Excerpts of annotation records

|---|

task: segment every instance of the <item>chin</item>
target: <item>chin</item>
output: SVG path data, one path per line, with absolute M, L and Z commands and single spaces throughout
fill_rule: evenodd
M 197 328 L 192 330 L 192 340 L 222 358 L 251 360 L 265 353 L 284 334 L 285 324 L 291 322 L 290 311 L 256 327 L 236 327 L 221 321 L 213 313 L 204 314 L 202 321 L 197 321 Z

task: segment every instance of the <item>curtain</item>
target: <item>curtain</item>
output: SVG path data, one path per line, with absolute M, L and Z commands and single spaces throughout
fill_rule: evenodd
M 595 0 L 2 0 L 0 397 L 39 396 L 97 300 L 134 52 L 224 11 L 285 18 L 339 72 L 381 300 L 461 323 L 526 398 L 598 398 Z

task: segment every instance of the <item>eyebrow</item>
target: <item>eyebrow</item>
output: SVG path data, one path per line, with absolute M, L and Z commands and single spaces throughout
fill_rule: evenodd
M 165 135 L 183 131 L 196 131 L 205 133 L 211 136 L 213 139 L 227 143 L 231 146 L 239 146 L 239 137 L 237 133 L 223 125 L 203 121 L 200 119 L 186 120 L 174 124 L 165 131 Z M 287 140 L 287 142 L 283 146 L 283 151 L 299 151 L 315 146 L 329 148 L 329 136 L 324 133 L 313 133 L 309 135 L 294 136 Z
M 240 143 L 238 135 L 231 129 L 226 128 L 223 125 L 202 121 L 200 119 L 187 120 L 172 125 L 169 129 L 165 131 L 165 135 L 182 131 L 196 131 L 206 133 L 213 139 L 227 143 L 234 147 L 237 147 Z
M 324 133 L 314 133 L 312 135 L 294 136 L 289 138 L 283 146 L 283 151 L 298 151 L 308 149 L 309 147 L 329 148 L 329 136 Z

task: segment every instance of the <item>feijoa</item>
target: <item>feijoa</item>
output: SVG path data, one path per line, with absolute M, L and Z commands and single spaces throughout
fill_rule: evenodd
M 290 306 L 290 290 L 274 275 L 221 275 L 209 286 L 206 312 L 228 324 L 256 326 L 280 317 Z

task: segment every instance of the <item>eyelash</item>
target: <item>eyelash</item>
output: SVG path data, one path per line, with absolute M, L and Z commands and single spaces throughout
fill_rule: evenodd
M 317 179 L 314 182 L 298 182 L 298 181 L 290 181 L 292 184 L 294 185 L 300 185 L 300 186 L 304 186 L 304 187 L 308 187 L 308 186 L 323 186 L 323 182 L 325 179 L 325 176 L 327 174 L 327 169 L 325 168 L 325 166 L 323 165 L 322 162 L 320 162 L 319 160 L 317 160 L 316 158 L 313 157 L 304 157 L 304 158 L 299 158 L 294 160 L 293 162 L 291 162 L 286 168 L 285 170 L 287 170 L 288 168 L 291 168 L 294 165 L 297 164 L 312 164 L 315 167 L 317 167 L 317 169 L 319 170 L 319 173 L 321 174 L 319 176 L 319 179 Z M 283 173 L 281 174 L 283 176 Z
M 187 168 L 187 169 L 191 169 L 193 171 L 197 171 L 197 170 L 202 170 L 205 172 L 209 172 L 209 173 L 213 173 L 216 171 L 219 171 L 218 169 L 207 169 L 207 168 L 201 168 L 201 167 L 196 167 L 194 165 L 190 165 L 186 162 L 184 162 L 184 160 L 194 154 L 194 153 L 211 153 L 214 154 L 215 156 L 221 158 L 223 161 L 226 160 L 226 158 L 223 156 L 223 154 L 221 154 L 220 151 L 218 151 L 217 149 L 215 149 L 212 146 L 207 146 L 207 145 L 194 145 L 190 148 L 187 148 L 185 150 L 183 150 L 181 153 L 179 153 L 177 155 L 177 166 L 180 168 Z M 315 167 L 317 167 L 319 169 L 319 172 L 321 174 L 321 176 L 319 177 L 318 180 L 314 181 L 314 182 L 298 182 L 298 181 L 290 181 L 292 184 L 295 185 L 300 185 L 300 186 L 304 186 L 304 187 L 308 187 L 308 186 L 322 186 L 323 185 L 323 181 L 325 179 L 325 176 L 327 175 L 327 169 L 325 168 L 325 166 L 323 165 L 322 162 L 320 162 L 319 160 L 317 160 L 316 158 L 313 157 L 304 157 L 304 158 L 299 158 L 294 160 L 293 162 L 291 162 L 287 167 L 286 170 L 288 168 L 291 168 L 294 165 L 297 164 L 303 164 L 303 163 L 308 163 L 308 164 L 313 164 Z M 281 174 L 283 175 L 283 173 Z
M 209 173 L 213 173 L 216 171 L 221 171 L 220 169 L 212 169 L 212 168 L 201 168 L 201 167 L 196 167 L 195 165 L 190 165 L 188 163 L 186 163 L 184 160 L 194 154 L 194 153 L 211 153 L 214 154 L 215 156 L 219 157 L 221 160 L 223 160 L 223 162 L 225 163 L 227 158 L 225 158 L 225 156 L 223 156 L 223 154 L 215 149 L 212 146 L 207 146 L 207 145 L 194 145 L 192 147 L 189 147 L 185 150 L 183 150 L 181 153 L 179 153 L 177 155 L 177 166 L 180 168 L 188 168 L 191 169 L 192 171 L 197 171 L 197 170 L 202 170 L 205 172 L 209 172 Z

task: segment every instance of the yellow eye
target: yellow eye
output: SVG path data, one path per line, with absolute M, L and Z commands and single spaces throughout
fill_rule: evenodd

|---|

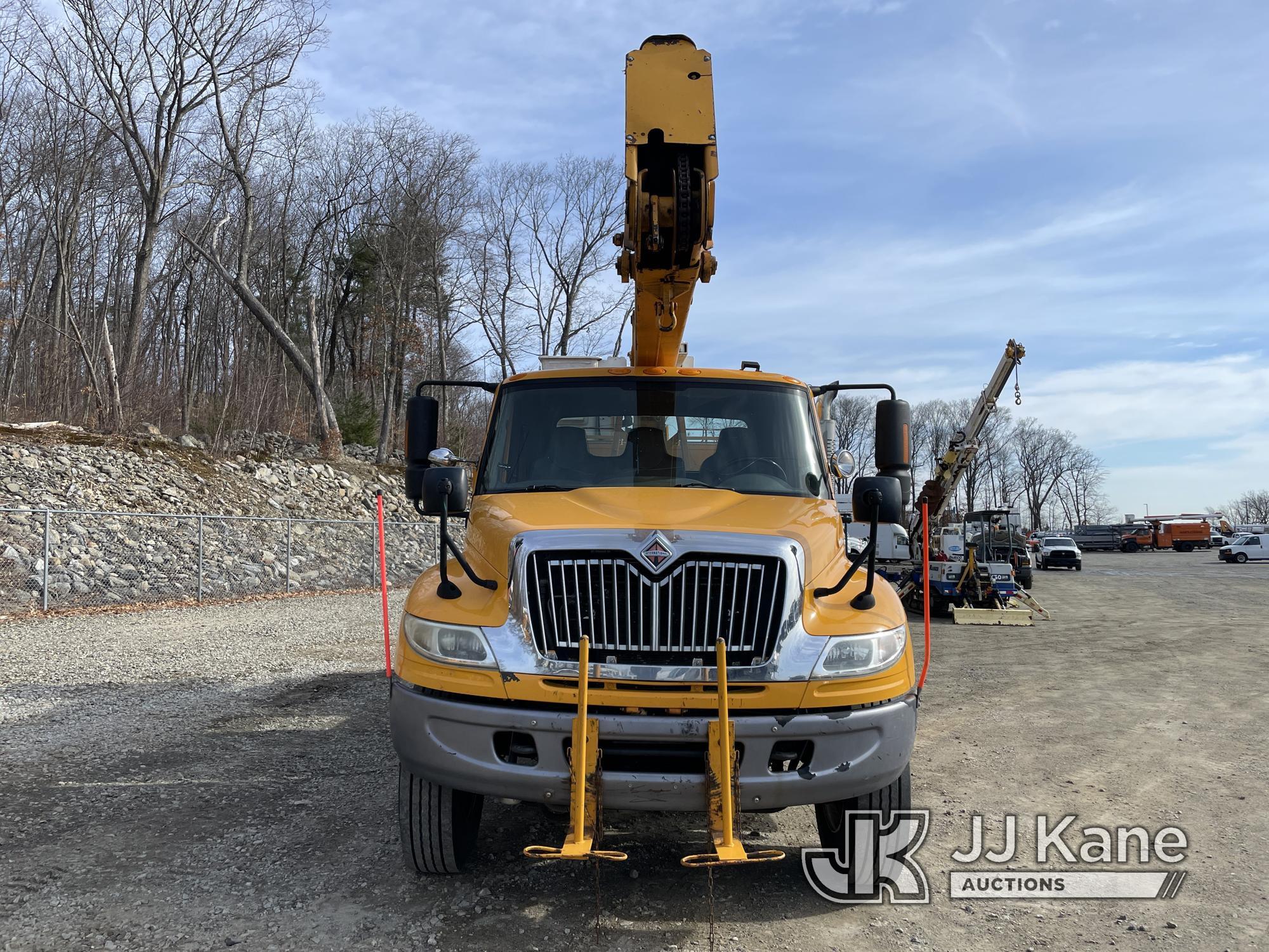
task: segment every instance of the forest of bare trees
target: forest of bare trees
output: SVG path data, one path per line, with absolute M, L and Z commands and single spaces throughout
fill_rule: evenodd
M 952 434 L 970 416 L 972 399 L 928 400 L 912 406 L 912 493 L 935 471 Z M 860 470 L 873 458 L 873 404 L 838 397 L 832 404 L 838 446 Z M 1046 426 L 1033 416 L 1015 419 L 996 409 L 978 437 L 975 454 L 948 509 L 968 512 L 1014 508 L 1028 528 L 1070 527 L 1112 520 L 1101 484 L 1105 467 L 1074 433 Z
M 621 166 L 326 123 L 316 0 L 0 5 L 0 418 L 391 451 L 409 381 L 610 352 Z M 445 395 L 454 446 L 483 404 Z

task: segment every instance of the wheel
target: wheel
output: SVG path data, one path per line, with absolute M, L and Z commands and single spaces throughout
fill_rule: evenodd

|---|

— Directions —
Recast the part of the records that opens with the line containing "task: segment every instance of the <item>curtain</item>" and closes with the line containing "M 595 0 L 2" as a JSON list of strings, one string per line, leaving out any blank lines.

— Solution to the exercise —
[
  "task: segment every instance of the <item>curtain</item>",
  "target: <item>curtain</item>",
  "output: SVG path data, one path per line, with absolute M, L and Z commands and single spaces throughout",
  "fill_rule: evenodd",
  "M 595 0 L 2 0 L 0 397 L 39 396 L 97 300 L 134 52 L 224 11 L 285 18 L 339 72 L 381 300 L 461 323 L 526 398 L 598 398 Z"
]